Председатель: Что же, мы лучше сначала послушаем полковника Эймена, потому что он хочет приобщить документ.

Кауфман: Могу я сначала, что-нибудь сказать?

Председатель: Да, доктор Кауфман, что вы сейчас хотите сказать?

Кауфман: Возможно, трибунал уже заметил, что я…

Председатель: Мы не видели документа.

Кауфман: Я видел документ.

Председатель: Я сказал, что мы пока его не видели. Мы позволили вам сначала посмотреть на него для того, чтобы вы могли заявить любое возражение, прежде чем вы увидим его, и затем мы посмотрим на него.

Кауфман: Да, я понял господин председатель, я считаю, что это нечестное посягательство на права и обязанности немецкой защиты. Весь мир может прочитать этот документ. Это запрос, который адресован бургомистру в Ораниенбурге. Ораниенбург266 был крупным концентрационным лагерем. Поскольку, согласно соглашению со своими коллегами, у меня была задача выяснять вопрос «осведомленности немецкого народа», я отправил это письмо содержащее вопросы, которые каждый мог прочитать в городской ратуше и попросил, чтобы на эти вопросы ответили. Моё намерение заключалось в том, чтобы представить эти ответы, при подходящем случае, трибуналу. Такие же вопросы направили в другие города, и я уже представил эти документы для перевода и позднее представлю их трибуналу. Но это невозможное положение дел, чтобы письмо защитника и ответ этому защитнику следовало раскрывать здесь обвинением.

※ ※ ※

- **Задание**: Напишите продолжение приведенной выше стенограммы заседания трибунала, начиная сразу после последней реплики Кауфмана.

※ ※ ※

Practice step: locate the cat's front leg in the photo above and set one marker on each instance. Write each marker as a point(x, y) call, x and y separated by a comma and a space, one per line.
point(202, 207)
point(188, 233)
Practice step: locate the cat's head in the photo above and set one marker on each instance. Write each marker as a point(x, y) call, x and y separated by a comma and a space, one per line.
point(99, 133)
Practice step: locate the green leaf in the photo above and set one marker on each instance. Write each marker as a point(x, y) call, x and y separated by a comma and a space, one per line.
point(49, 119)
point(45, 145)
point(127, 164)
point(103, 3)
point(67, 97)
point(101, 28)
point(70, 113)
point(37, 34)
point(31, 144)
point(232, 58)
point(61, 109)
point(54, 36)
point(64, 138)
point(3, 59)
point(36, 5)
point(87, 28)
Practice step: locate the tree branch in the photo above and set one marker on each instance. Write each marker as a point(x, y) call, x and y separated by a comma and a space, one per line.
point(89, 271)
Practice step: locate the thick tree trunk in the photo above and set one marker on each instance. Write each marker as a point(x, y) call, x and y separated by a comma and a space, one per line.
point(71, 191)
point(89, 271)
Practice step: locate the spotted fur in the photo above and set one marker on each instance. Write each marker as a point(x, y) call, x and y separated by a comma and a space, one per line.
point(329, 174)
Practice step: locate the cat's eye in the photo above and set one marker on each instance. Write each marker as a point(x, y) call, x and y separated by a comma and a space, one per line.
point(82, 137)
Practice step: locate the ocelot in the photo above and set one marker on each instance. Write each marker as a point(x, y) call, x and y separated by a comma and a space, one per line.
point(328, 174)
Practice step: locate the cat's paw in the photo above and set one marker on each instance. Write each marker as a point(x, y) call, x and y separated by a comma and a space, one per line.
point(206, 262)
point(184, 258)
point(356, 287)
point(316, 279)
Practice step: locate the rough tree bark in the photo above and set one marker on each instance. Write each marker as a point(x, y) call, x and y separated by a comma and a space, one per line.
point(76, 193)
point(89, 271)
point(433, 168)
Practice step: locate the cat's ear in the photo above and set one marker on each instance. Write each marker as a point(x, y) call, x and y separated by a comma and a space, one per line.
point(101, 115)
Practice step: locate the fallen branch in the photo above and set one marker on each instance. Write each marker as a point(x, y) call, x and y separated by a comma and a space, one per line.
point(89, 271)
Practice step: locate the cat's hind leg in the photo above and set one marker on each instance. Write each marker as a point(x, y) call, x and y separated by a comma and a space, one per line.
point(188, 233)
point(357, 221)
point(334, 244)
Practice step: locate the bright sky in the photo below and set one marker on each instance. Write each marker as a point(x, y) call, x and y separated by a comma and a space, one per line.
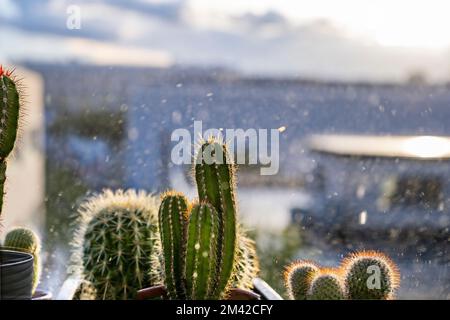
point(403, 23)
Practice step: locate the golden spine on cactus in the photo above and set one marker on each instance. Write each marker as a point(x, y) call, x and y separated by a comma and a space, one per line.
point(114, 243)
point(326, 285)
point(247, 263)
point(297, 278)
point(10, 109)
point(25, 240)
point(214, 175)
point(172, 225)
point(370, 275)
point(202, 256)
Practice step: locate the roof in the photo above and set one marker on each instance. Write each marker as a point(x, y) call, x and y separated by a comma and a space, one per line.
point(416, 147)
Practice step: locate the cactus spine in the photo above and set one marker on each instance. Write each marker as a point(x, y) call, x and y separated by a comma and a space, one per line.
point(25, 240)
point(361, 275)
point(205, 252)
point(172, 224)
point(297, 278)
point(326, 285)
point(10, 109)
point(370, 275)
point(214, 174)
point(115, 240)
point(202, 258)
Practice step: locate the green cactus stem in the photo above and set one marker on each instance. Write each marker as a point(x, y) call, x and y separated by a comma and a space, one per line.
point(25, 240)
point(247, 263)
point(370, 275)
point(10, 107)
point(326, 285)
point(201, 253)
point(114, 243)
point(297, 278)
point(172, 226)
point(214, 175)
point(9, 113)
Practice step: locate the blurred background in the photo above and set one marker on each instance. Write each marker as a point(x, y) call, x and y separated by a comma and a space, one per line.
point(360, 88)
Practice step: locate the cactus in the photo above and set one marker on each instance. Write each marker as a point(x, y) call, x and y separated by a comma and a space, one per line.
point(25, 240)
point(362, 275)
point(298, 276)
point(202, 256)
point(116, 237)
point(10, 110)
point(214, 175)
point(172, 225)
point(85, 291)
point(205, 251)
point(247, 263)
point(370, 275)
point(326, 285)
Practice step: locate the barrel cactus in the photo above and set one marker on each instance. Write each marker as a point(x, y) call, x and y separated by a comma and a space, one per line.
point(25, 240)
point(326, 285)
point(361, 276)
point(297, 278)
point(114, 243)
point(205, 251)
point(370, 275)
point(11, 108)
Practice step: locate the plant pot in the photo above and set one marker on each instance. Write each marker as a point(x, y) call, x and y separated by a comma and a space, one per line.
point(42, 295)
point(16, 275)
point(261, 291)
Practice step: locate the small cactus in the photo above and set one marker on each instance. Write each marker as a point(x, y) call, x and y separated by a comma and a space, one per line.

※ ※ ※

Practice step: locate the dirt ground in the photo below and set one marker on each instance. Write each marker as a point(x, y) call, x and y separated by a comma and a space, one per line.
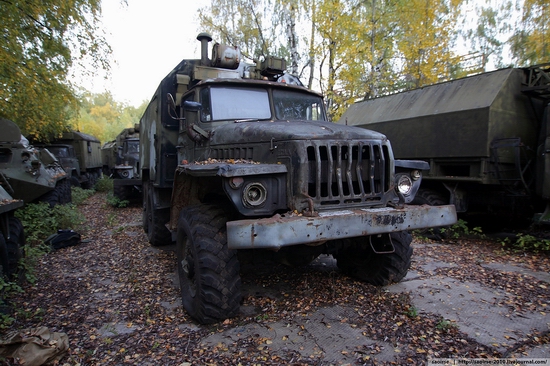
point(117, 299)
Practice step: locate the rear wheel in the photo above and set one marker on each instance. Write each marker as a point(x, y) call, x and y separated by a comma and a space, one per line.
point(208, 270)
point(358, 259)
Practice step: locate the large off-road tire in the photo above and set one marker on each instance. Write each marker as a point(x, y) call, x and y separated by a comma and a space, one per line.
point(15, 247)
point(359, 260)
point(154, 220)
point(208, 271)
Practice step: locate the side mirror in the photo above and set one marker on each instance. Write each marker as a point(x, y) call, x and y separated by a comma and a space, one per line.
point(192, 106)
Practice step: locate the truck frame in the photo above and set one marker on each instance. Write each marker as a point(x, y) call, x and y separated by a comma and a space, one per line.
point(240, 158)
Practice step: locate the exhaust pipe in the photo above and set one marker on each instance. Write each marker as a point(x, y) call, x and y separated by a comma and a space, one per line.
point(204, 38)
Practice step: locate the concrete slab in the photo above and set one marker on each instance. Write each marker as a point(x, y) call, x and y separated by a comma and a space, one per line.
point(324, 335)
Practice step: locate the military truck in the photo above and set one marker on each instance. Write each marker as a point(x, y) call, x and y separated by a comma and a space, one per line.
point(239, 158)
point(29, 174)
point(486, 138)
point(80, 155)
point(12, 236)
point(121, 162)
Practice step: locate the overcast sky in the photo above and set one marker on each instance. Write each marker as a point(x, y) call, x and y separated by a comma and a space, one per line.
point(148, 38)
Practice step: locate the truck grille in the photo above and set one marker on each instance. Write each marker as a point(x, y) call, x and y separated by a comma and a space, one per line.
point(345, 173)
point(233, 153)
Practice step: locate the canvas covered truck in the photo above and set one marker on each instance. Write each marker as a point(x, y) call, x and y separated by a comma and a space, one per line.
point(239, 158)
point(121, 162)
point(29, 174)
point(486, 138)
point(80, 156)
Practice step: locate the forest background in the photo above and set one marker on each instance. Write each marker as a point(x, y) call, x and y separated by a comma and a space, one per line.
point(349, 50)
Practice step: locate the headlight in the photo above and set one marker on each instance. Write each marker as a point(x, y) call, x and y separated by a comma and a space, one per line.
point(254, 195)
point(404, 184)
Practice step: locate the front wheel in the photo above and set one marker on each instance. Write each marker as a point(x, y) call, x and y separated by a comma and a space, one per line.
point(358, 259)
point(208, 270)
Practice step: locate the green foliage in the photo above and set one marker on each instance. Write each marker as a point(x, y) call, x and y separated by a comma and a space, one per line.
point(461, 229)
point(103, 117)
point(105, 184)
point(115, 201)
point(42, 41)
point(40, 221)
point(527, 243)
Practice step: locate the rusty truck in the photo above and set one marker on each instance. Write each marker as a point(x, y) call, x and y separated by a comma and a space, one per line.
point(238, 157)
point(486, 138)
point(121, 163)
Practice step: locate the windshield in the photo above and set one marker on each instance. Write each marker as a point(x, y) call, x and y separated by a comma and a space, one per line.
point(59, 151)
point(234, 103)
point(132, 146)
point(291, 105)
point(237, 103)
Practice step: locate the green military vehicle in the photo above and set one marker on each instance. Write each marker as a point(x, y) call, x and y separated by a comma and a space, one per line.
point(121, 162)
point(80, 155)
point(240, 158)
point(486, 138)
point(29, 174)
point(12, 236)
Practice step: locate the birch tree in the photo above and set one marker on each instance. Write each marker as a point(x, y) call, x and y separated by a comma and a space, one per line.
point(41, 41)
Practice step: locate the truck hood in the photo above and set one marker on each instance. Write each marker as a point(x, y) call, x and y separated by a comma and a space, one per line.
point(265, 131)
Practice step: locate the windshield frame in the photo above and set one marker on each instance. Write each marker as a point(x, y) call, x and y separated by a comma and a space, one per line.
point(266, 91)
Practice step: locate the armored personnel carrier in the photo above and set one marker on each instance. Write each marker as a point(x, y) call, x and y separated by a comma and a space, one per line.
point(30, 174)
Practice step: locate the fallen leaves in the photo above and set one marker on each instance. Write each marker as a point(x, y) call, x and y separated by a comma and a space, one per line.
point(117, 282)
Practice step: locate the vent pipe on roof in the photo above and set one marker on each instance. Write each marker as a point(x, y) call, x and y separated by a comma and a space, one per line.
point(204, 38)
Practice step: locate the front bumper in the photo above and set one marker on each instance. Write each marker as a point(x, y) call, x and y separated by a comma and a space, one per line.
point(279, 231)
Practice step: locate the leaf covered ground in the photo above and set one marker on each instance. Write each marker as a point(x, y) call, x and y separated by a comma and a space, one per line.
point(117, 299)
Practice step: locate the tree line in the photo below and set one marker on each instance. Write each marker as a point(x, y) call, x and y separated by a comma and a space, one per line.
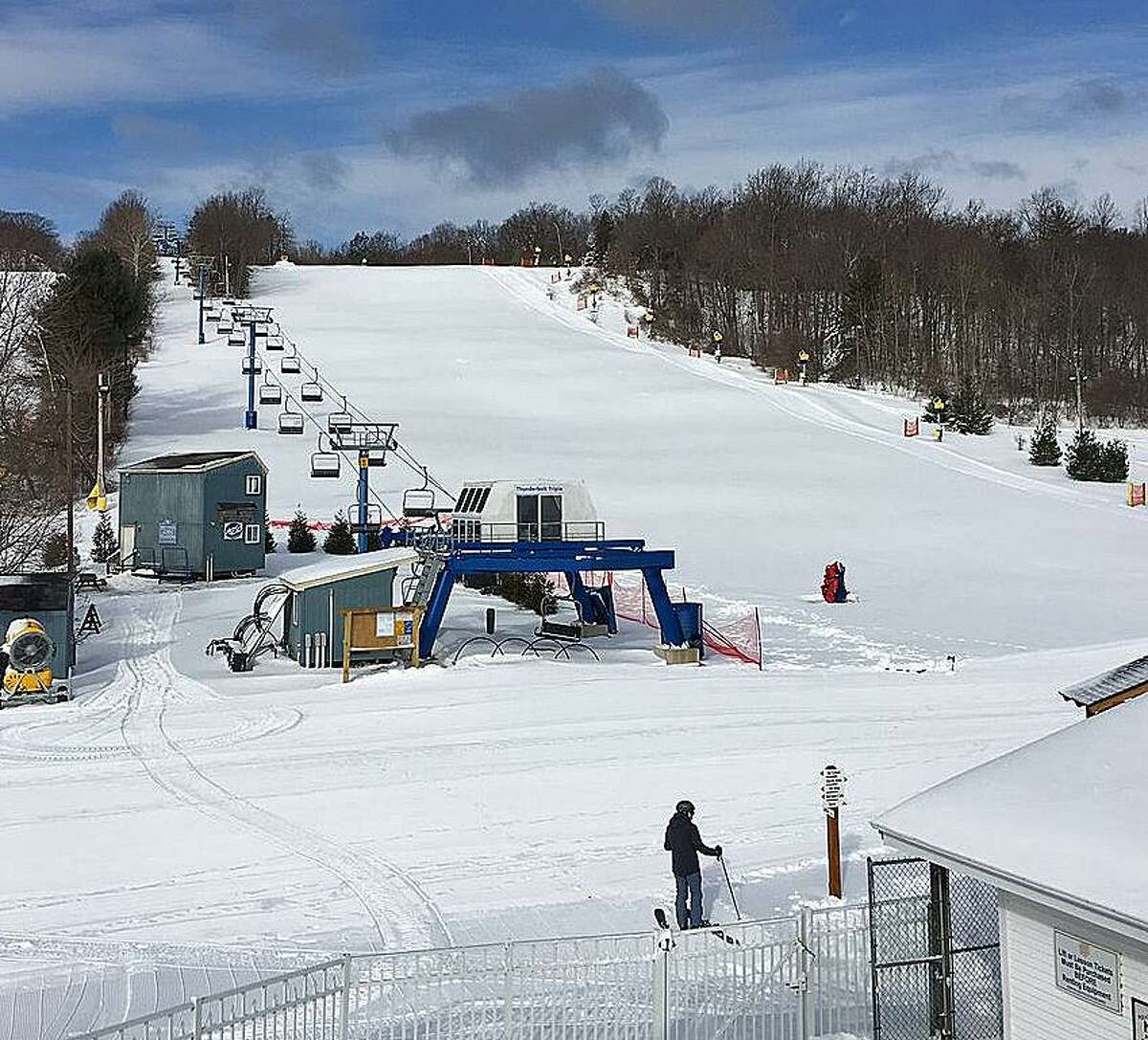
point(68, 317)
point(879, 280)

※ ※ ※

- **Результат выполнения**:
Председатель: Минуту, доктор Кауфман. Но документ, который полковник Эймен предъявил в качестве доказательства не был ни вашим письмом мэру Ораниенбурга ни его ответом вам.

Эймен: Да, был.

Председатель: Прошу прощения, я подумал, вы сказали это было письмо направленное обвинению.

Эймен: Я сказал, что копию направили обвинению. Как я это понимаю, не только человеку получившему его – не было никакого сопроводительного письма, но также переданное британскому обвинению в письме датированном 2 апреля 46–го года от майора Вурмзера.

Председатель: Теперь я понимаю. Не думаю, что вы раньше сказали, что это была копия. Я понял, что его могли направить вам по ошибке. Если это была копия письма, которое было направлено доктору Кауфману, тогда ясно чем она являлась.

Эймен: Так я это понимаю сэр. И конечно, это копия его письма, но я вообще не знаю ни каких привилегиях конфиденциальности…

Председатель: Что вы имеете в виду под «копией его письма»? Копию письма направленную доктору Кауфману?

Эймен: Направленного доктором Кауфманом мэру Ораниенбурга и копию ответа подготовленного мэром, доктору Кауфману; и я думаю, вы поймёте, если ваша светлость прочитает ответ, как оно попало в наше внимание.

Кауфман: Могу я, пожалуйста, добавить ещё одну вещь, только две-три фразы? Я считаю, представление этих двух документов особо грубым нарушением прав защиты. Защита не имела никакой возможности просматривать документы обвинения, и нам никогда не случалось представлять трибуналу документы обвинения, которые были в нашу пользу. Это исключительно вопрос между мной, отправителем письма, и ведомством, ответившим на него, как возможно позволять обвинению вмешиваться в такие совершенно личные вопросы? Я не думаю, что это честно.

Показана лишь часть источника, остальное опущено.